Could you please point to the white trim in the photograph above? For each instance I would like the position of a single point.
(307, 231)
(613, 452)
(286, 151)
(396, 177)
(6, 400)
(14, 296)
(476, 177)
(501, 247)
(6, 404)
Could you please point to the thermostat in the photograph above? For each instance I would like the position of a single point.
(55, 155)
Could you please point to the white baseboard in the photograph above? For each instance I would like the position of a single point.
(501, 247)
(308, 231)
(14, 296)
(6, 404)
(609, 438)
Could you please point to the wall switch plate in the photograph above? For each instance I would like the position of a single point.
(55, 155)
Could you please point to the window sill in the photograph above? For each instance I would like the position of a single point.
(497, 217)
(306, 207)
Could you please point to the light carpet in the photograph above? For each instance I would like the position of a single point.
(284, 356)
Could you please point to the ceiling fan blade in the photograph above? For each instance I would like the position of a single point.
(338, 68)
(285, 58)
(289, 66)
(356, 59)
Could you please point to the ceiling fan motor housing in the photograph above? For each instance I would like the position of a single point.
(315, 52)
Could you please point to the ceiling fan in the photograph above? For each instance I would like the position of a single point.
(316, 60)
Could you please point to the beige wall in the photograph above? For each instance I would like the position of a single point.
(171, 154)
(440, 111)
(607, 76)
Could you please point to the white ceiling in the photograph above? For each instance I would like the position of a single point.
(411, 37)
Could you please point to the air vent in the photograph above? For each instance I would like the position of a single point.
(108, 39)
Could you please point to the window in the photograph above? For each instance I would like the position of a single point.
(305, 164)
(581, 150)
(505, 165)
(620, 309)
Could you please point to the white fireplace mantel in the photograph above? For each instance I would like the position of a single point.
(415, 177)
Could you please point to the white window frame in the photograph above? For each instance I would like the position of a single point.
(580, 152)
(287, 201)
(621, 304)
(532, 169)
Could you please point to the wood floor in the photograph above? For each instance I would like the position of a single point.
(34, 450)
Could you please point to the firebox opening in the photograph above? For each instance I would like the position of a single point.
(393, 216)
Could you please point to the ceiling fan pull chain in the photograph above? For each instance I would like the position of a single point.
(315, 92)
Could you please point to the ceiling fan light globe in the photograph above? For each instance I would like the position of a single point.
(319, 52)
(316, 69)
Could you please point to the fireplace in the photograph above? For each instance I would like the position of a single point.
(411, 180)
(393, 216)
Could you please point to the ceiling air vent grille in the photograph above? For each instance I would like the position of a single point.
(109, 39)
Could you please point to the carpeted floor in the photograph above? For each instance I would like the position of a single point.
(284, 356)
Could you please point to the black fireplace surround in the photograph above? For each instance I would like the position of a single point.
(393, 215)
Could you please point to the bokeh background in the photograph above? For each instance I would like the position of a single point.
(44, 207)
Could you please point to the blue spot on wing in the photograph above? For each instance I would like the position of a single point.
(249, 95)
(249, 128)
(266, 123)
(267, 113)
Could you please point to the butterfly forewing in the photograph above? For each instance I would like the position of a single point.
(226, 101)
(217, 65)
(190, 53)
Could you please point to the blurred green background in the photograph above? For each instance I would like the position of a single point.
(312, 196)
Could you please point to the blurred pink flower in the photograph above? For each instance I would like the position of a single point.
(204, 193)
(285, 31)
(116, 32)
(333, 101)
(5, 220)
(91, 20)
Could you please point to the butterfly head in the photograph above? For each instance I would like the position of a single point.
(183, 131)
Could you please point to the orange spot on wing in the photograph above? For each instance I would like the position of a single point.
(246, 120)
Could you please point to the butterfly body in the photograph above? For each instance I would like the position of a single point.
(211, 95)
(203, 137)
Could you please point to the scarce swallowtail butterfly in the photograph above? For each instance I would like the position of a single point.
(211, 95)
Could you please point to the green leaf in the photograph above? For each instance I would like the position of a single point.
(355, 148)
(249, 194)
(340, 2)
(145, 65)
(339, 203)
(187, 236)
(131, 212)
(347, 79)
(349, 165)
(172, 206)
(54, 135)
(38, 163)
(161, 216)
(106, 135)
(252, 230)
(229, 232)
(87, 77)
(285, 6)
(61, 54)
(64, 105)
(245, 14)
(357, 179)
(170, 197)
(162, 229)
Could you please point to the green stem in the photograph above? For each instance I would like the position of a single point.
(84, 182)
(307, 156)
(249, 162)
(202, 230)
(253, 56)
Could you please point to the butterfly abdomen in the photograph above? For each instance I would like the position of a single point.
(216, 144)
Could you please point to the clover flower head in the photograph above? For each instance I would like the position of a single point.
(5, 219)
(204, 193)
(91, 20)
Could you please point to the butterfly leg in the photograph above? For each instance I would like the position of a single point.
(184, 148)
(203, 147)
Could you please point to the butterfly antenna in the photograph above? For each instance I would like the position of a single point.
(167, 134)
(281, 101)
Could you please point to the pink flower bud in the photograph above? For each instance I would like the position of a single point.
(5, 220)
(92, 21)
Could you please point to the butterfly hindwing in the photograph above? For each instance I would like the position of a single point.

**Aim**
Each line of the material should be echoed exactly.

**Task solution**
Could you please point to the white trim in the photograph above? For each instance I would like the position of a single point.
(307, 231)
(613, 452)
(286, 151)
(396, 177)
(6, 400)
(14, 296)
(476, 177)
(501, 247)
(6, 404)
Could you please point to the thermostat in the photograph above? For each instance I would like the position of a single point.
(55, 155)
Could you please point to the white baseboard in the photograph above? For each instance I would like the position of a single point.
(501, 247)
(308, 231)
(14, 296)
(6, 404)
(609, 438)
Could you please point to the wall switch plate in the photograph above? For each instance I would like the position of a single point.
(55, 155)
Could you please point to the window sill in the photograph above? For each instance I would like the position of a single point.
(497, 217)
(306, 207)
Could you please point to the light carpet in the photograph above? For each instance I would like the position of a single point.
(284, 356)
Could you please point to the ceiling fan blade in the photograph above? For each instance I would like the position of a single point.
(338, 68)
(285, 58)
(289, 66)
(356, 59)
Could you please point to the ceiling fan motor housing in the photograph above? For each instance I would like the position of a single point.
(315, 52)
Could you please point to the ceiling fan in the photograph above? For each instance I would like the position of a single point.
(316, 60)
Could you please point to the beige wall in the photograph above? For each instance I would like the position of a single point.
(171, 154)
(440, 111)
(607, 76)
Could you please point to the white ceiling in the photograph above? For each instance I would like the position of a single point.
(411, 37)
Could you please point to the air vent in the photograph above? For each instance I would like the position of a single point.
(108, 39)
Could you please point to the window in the photograph above? For each instance I would like the position of a single point.
(305, 164)
(581, 150)
(505, 165)
(620, 309)
Could you please point to the white fireplace mantel in the photograph above? For each instance I would like the position of a single point.
(415, 177)
Could you please point to the white window frame in the photograph above? For each instance I would like the position of a single point.
(580, 152)
(287, 201)
(621, 304)
(532, 169)
Could you please point to the wood floor in the photograph above? For each instance I would like the position of a single point.
(34, 450)
Could you please point to the firebox opening in the photograph above? For each instance I would like the position of a single point.
(393, 216)
Could you please point to the ceiling fan pull chain in the photograph above? For each instance I would like the position of a single point.
(315, 92)
Could you please point to the ceiling fan light globe in the photograph above? For each instance I would like the position of a single point.
(319, 52)
(316, 69)
Could you please point to the fireplace in the photograph above? For each instance I would like the position of a single point.
(411, 180)
(393, 216)
Could you please point to the ceiling air vent grille in the photograph above? For each instance I would like the position of a single point.
(109, 39)
Could you please point to the carpeted floor in the photograph above? For each instance I would like the position of a single point.
(284, 356)
Could you please point to the black fireplace surround in the photograph above? For each instance I would like the position of a single point.
(393, 215)
Could you please point to the bokeh background in the photograph above? For each instance I would like the position of a single point.
(44, 207)
Could you please point to the blue spot on wing in the photograph above? For each instance I would like the position of a single point.
(249, 95)
(249, 128)
(266, 123)
(267, 113)
Could you please point to the butterfly forewing in the photograph above? For each instance I would like the position of a single point.
(226, 101)
(217, 65)
(190, 53)
Could you please point to the blurred green background in the photograph above? For each instance I would like the position of a single point.
(312, 196)
Could you please point to the blurred pink flower in the photograph above? For each instance I would like the position of a single point.
(204, 193)
(285, 31)
(116, 32)
(333, 101)
(5, 220)
(91, 20)
Could you please point to the butterfly head in the photograph above? For each instance I would like the position of a single point.
(183, 131)
Could you please point to the orange spot on wing in the photograph above? For each instance I would like the position of a single point.
(246, 120)
Could you please point to the butterfly body in the photograph above? For each instance I would like the position of a single point.
(211, 95)
(203, 137)
Could you please point to the scarce swallowtail butterfly in the photograph above? For each instance I would like the position of a single point.
(211, 95)
Could you please point to the green leaf in the photograph above? For each instance I would like the position of a single point.
(355, 148)
(249, 194)
(340, 2)
(145, 65)
(339, 203)
(187, 236)
(131, 212)
(347, 79)
(349, 165)
(172, 206)
(54, 135)
(38, 163)
(161, 216)
(106, 135)
(252, 230)
(229, 232)
(87, 77)
(285, 6)
(61, 54)
(64, 105)
(245, 14)
(357, 179)
(170, 197)
(162, 229)
Could you please point to the green stem in the photograph above? For each instance I would like the position of a single point.
(84, 182)
(307, 156)
(249, 162)
(202, 230)
(253, 56)
Could you please point to the butterfly abdomen in the photograph above? For each instance I would like the position of a single point.
(216, 144)
Could you please point to the clover flower head in the photograph above? For each instance I would like the position of a single point.
(5, 219)
(204, 193)
(91, 20)
Could you please point to the butterfly leg in the photograph above? For each instance I would like the position of a single point.
(184, 148)
(203, 147)
Could you please point to the butterfly antenna in the photograph above? For each instance I would like the position of a single point.
(167, 134)
(281, 101)
Could you please point to the pink flower bud in the photograph above? For each instance I would like the position of a single point.
(5, 220)
(92, 21)
Could you please point to the butterfly hindwing in the photograph above? For each instance I would like the position of a single point.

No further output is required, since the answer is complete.